本文:

========

説明

シールドトンネルの接合工法及びその工法によるシールドトンネルの構造

【課題】既設シールドトンネルの側面に新設シールドトンネルを接合するに際して、シールド掘削機に特別な改造を必要とせず、薬液注入や凍結工法などの地盤改良を行わずして安全かつ安価に接合する。
【解決手段】既設シールドトンネル11の接合箇所には予め開口部12を設け、該開口部12へ可動式の仮設覆工体13を覆工しておく。接合施工時には、新設シールドトンネル施工用のシールド掘削機30を掘進して既設シールドトンネル11の接合箇所である開口部12に近接させ、接合箇所内側のトンネル空間部をガイド管20にて密閉する。その後に、シールド掘削機30の先端で仮設覆工体13をガイド管20内へ押し込んでシールド掘削機30を既設シールドトンネル11内へ貫入させる。そして、シールド掘削機の筒体と前記開口部12との隙間を止水した後に、ガイド管20と仮設覆工体13とシールド掘削機30のカッタを撤去する。

========

(収録記録)
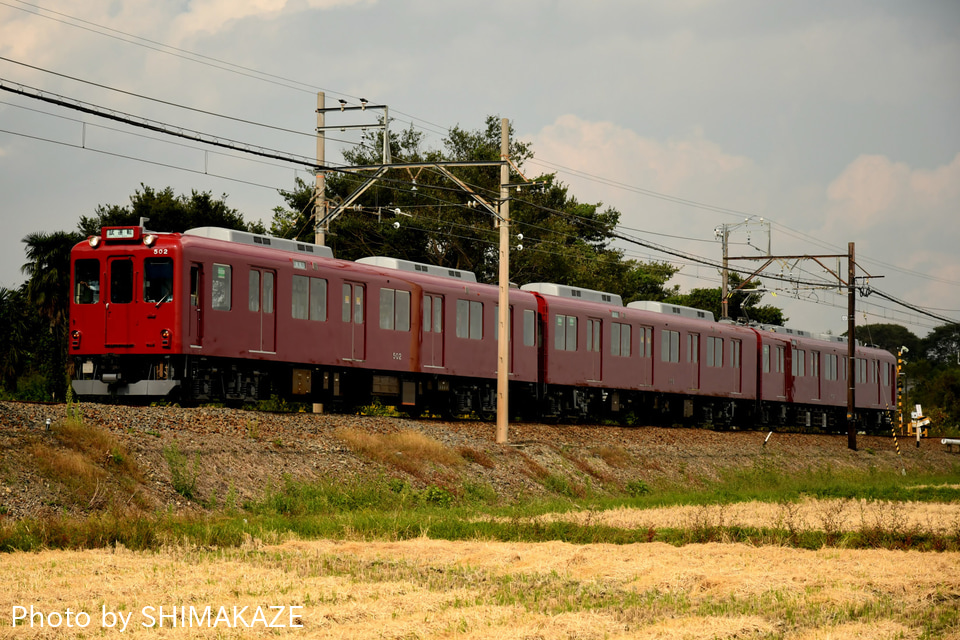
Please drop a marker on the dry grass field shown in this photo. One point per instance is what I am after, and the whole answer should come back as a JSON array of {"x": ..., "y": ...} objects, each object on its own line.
[{"x": 426, "y": 588}]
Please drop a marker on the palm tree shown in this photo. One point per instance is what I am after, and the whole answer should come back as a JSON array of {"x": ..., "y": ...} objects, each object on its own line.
[{"x": 48, "y": 287}]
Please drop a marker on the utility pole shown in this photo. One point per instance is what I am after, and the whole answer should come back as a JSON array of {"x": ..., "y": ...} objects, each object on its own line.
[
  {"x": 851, "y": 284},
  {"x": 319, "y": 197},
  {"x": 503, "y": 352},
  {"x": 723, "y": 234},
  {"x": 851, "y": 348}
]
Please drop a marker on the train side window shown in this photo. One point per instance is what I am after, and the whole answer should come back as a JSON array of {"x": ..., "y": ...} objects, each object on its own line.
[
  {"x": 318, "y": 299},
  {"x": 620, "y": 339},
  {"x": 566, "y": 333},
  {"x": 646, "y": 342},
  {"x": 394, "y": 309},
  {"x": 432, "y": 314},
  {"x": 529, "y": 328},
  {"x": 693, "y": 348},
  {"x": 670, "y": 345},
  {"x": 221, "y": 286},
  {"x": 593, "y": 335},
  {"x": 470, "y": 319},
  {"x": 300, "y": 298},
  {"x": 253, "y": 295},
  {"x": 87, "y": 281},
  {"x": 121, "y": 281}
]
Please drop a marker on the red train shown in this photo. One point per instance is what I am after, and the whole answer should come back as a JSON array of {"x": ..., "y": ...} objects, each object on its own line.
[{"x": 219, "y": 315}]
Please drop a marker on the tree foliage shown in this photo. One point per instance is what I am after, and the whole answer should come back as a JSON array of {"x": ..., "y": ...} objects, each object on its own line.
[
  {"x": 422, "y": 215},
  {"x": 167, "y": 211},
  {"x": 744, "y": 304}
]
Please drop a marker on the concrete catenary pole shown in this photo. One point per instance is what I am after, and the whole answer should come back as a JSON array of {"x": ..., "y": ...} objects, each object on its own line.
[
  {"x": 503, "y": 346},
  {"x": 319, "y": 200},
  {"x": 851, "y": 348}
]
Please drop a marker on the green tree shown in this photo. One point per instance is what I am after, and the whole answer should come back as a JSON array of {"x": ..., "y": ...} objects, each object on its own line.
[
  {"x": 422, "y": 215},
  {"x": 942, "y": 345},
  {"x": 744, "y": 304},
  {"x": 47, "y": 291},
  {"x": 168, "y": 212},
  {"x": 890, "y": 337}
]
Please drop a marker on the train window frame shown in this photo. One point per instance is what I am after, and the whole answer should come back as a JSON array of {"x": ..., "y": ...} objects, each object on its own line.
[
  {"x": 151, "y": 282},
  {"x": 221, "y": 287},
  {"x": 669, "y": 345},
  {"x": 469, "y": 319},
  {"x": 693, "y": 348},
  {"x": 529, "y": 328},
  {"x": 620, "y": 337},
  {"x": 121, "y": 282},
  {"x": 798, "y": 362},
  {"x": 86, "y": 277},
  {"x": 318, "y": 299},
  {"x": 566, "y": 332},
  {"x": 394, "y": 309},
  {"x": 736, "y": 353},
  {"x": 300, "y": 297}
]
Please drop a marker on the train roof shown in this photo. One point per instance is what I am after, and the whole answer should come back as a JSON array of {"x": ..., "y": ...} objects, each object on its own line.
[
  {"x": 675, "y": 309},
  {"x": 419, "y": 267},
  {"x": 258, "y": 240},
  {"x": 563, "y": 291}
]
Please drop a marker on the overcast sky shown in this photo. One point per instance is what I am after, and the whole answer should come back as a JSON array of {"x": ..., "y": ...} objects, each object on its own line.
[{"x": 837, "y": 121}]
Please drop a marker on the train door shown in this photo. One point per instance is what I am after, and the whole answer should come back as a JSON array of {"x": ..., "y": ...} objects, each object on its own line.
[
  {"x": 354, "y": 296},
  {"x": 432, "y": 331},
  {"x": 594, "y": 349},
  {"x": 262, "y": 301},
  {"x": 119, "y": 301},
  {"x": 195, "y": 313}
]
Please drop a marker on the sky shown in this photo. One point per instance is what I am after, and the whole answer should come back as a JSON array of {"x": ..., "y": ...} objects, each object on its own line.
[{"x": 807, "y": 124}]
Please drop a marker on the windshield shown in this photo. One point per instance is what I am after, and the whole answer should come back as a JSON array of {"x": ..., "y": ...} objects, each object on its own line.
[{"x": 158, "y": 280}]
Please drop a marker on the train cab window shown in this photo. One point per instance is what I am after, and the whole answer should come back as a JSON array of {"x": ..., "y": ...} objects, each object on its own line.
[
  {"x": 566, "y": 333},
  {"x": 158, "y": 280},
  {"x": 529, "y": 328},
  {"x": 470, "y": 319},
  {"x": 693, "y": 348},
  {"x": 620, "y": 339},
  {"x": 221, "y": 286},
  {"x": 121, "y": 281},
  {"x": 670, "y": 346},
  {"x": 86, "y": 277},
  {"x": 394, "y": 309}
]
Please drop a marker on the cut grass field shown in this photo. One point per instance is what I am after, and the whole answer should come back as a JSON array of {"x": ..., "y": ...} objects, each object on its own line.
[{"x": 751, "y": 553}]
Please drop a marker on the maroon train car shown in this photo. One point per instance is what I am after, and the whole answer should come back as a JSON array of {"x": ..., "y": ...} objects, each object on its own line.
[{"x": 213, "y": 314}]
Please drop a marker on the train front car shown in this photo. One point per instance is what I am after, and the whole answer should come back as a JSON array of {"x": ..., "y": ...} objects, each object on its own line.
[{"x": 125, "y": 311}]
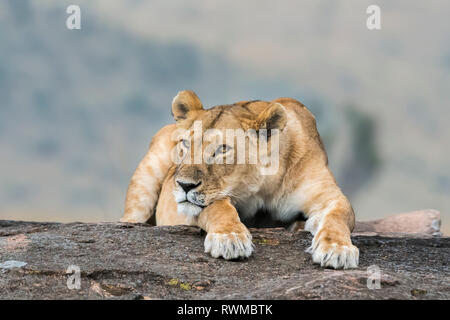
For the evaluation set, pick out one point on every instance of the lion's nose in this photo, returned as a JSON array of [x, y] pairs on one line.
[[187, 186]]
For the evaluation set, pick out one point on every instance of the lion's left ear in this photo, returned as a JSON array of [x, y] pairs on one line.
[[185, 104], [274, 117]]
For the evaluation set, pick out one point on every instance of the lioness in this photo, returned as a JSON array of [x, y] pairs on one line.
[[215, 194]]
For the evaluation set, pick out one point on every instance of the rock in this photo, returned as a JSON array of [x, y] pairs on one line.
[[423, 222], [124, 261]]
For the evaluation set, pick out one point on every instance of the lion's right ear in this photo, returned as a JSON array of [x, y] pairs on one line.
[[185, 104]]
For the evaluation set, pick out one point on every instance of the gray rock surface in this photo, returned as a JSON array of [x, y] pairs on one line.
[[123, 261]]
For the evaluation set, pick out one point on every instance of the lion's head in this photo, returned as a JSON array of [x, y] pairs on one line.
[[223, 150]]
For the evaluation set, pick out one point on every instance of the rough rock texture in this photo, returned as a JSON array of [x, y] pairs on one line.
[[123, 261]]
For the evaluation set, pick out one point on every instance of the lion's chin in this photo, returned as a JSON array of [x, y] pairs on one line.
[[188, 209]]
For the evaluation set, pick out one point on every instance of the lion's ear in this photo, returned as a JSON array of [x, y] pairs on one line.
[[272, 118], [185, 104]]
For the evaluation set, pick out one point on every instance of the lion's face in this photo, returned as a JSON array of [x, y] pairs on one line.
[[218, 154]]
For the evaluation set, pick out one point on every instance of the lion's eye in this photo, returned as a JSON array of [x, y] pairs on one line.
[[222, 149], [186, 143]]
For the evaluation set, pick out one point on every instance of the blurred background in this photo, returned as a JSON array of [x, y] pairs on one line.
[[78, 108]]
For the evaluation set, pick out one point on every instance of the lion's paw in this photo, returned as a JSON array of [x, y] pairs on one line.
[[229, 245], [332, 255]]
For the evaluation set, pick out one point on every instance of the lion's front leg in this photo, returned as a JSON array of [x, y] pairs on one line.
[[227, 236], [332, 245], [330, 220]]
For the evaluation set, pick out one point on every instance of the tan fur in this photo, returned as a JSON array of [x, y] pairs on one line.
[[302, 183]]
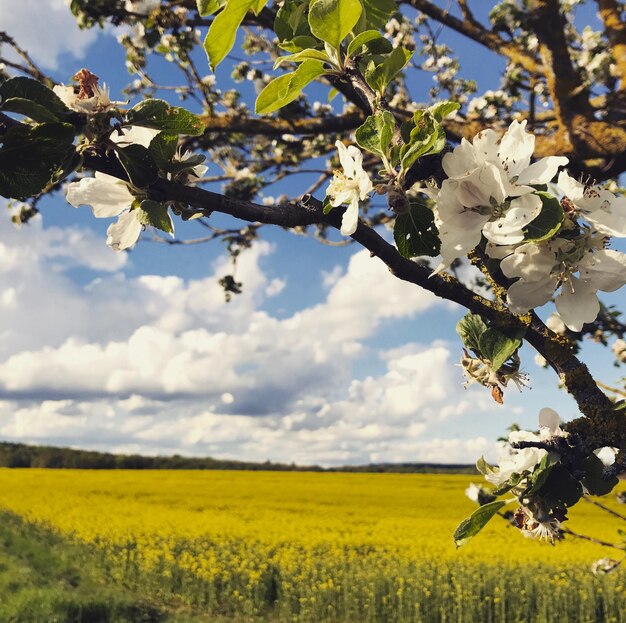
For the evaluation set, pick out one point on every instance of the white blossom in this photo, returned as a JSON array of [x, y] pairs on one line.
[[108, 197], [349, 186], [133, 135], [489, 190], [619, 350], [604, 210], [606, 455], [542, 268], [98, 102], [524, 460]]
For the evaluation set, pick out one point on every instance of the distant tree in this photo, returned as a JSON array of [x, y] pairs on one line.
[[456, 173]]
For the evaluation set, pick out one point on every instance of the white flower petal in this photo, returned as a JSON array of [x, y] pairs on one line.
[[135, 135], [523, 296], [549, 419], [460, 161], [350, 219], [542, 171], [508, 228], [531, 262], [605, 269], [610, 217], [106, 195], [516, 149], [347, 162], [124, 232], [577, 303], [606, 455]]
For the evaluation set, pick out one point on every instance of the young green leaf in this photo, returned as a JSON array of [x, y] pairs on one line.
[[138, 164], [363, 39], [471, 526], [208, 7], [332, 20], [470, 328], [158, 114], [415, 232], [163, 148], [378, 12], [376, 133], [32, 156], [22, 88], [497, 347], [441, 110], [594, 480], [309, 54], [156, 215], [223, 31], [379, 76], [284, 89], [547, 223]]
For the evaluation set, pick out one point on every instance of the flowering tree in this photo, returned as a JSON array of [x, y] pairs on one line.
[[520, 182]]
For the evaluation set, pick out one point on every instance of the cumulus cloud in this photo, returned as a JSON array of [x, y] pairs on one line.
[[46, 29]]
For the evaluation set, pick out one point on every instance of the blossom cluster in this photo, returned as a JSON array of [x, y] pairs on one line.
[[493, 191], [524, 467]]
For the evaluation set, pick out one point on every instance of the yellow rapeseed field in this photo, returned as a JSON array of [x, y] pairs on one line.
[[321, 546]]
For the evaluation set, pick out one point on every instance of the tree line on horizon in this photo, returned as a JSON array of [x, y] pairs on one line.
[[19, 455]]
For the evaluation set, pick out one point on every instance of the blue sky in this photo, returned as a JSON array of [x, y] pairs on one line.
[[324, 359]]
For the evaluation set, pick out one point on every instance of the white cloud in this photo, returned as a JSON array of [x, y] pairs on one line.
[[160, 364], [46, 29]]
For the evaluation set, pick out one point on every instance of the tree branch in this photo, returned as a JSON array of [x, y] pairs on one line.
[[610, 13], [479, 34]]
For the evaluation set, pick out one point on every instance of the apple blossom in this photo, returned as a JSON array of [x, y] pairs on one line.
[[604, 210], [524, 460], [349, 186], [489, 190], [108, 197], [542, 268]]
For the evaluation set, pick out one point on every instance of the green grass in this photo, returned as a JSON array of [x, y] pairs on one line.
[[46, 579]]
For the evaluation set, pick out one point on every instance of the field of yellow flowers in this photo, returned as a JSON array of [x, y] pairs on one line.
[[317, 547]]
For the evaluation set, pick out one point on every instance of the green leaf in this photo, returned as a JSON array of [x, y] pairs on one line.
[[30, 109], [415, 232], [441, 110], [378, 12], [594, 480], [380, 76], [497, 347], [156, 215], [547, 223], [471, 526], [223, 31], [561, 487], [163, 148], [363, 39], [376, 133], [426, 137], [208, 7], [470, 328], [284, 89], [291, 21], [31, 157], [326, 206], [483, 467], [299, 43], [158, 114], [332, 20], [541, 473], [309, 54], [138, 164], [513, 481], [22, 88]]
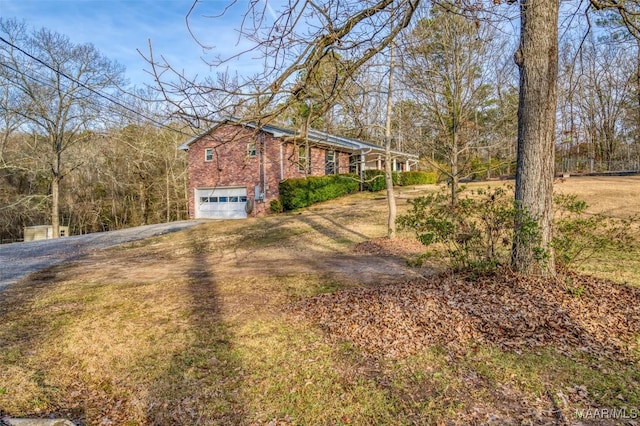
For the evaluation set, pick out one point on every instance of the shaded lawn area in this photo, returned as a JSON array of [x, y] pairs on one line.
[[199, 328]]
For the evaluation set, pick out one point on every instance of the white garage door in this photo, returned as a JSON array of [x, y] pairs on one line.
[[221, 203]]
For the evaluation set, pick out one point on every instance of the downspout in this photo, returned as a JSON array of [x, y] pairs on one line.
[[281, 161]]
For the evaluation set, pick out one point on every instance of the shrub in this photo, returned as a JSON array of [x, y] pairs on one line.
[[275, 206], [476, 233], [417, 178], [303, 192], [374, 180]]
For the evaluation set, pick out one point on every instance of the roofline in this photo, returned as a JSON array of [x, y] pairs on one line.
[[314, 135]]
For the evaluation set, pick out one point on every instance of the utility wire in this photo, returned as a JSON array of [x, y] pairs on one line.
[[84, 86]]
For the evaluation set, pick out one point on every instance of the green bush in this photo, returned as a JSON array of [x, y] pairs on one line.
[[476, 233], [417, 178], [275, 206], [303, 192]]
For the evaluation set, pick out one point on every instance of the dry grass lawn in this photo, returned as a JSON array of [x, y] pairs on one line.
[[204, 327]]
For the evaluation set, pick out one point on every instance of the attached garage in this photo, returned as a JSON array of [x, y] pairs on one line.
[[221, 203]]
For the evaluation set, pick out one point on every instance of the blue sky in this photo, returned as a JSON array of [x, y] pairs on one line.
[[118, 27]]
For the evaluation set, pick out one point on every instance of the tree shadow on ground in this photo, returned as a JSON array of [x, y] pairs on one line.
[[203, 383]]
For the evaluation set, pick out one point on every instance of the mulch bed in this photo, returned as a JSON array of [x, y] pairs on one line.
[[572, 312], [399, 246]]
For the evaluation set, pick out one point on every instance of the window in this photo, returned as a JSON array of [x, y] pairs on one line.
[[208, 154], [353, 163], [251, 150], [304, 162], [330, 163]]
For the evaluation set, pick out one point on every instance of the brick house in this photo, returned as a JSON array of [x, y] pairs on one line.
[[235, 168]]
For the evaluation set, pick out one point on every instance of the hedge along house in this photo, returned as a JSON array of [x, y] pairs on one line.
[[235, 168]]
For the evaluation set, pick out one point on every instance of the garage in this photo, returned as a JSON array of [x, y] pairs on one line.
[[221, 203]]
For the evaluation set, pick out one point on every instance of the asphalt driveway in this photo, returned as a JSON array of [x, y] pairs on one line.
[[18, 260]]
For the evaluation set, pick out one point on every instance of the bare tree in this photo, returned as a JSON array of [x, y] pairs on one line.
[[302, 33], [59, 86]]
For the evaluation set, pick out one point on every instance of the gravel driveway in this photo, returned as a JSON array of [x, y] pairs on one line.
[[18, 260]]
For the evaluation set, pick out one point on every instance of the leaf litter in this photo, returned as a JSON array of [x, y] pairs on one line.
[[503, 309]]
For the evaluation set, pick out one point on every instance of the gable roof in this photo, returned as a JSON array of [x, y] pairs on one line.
[[314, 136]]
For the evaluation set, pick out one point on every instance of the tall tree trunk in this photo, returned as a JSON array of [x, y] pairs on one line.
[[537, 59], [55, 190], [453, 158], [391, 200], [55, 206]]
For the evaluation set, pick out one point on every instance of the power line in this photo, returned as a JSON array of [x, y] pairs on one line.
[[84, 86]]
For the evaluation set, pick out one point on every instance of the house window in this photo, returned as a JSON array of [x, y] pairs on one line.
[[304, 160], [353, 163], [251, 150], [330, 162]]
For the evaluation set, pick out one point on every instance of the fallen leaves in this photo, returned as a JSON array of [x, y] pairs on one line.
[[503, 309]]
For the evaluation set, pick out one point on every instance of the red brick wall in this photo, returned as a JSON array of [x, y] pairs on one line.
[[231, 166]]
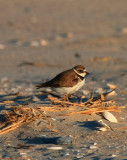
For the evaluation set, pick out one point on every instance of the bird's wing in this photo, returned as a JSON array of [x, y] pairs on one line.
[[64, 79]]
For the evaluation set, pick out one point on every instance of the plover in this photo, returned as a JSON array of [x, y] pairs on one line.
[[67, 82]]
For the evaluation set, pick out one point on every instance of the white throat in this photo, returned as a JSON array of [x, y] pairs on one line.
[[80, 74]]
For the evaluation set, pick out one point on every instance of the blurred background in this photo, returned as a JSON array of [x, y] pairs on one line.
[[40, 38]]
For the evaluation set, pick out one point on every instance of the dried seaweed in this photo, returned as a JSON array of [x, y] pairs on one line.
[[18, 116]]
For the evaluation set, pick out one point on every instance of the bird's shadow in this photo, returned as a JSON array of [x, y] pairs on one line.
[[91, 125], [41, 140]]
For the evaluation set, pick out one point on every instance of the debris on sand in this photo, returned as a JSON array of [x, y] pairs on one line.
[[109, 116], [18, 116]]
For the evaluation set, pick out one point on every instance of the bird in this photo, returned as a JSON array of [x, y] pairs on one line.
[[66, 82]]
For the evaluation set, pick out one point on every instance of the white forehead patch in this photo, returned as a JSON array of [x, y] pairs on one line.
[[81, 74]]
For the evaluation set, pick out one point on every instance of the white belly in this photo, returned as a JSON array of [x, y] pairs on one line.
[[66, 90]]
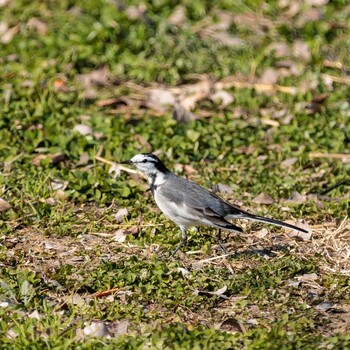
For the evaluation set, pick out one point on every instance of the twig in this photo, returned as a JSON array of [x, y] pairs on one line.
[[341, 183], [119, 166], [342, 156]]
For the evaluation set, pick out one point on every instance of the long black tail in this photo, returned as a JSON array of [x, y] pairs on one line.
[[269, 221]]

========

設問 1:
シールドトンネルの接合工法に関する本文について、次の問いに答えなさい。
(a) 接合に際して行わない地盤改良として、どのような工法が挙げられているか。
(b) 既設シールドトンネルの接合箇所には、予め何を設けておくか。
(c) 接合箇所内側のトンネル空間部は、何によって密閉するか。
設問 2: シールドトンネルの接合工法に関する本文から、「シールドトンネルの接合工法及びその工法によるシールドトンネルの構造」で始まり「削機30のカッタを撤去する。」で終わる部分を、一字も変えずに引用しなさい。

解答 1:
(a) 薬液注入や凍結工法
(b) 開口部
(c) ガイド管

解答 2:
シールドトンネルの接合工法及びその工法によるシールドトンネルの構造

【課題】既設シールドトンネルの側面に新設シールドトンネルを接合するに際して、シールド掘削機に特別な改造を必要とせず、薬液注入や凍結工法などの地盤改良を行わずして安全かつ安価に接合する。
【解決手段】既設シールドトンネル11の接合箇所には予め開口部12を設け、該開口部12へ可動式の仮設覆工体13を覆工しておく。接合施工時には、新設シールドトンネル施工用のシールド掘削機30を掘進して既設シールドトンネル11の接合箇所である開口部12に近接させ、接合箇所内側のトンネル空間部をガイド管20にて密閉する。その後に、シールド掘削機30の先端で仮設覆工体13をガイド管20内へ押し込んでシールド掘削機30を既設シールドトンネル11内へ貫入させる。そして、シールド掘削機の筒体と前記開口部12との隙間を止水した後に、ガイド管20と仮設覆工体13とシールド掘削機30のカッタを撤去する。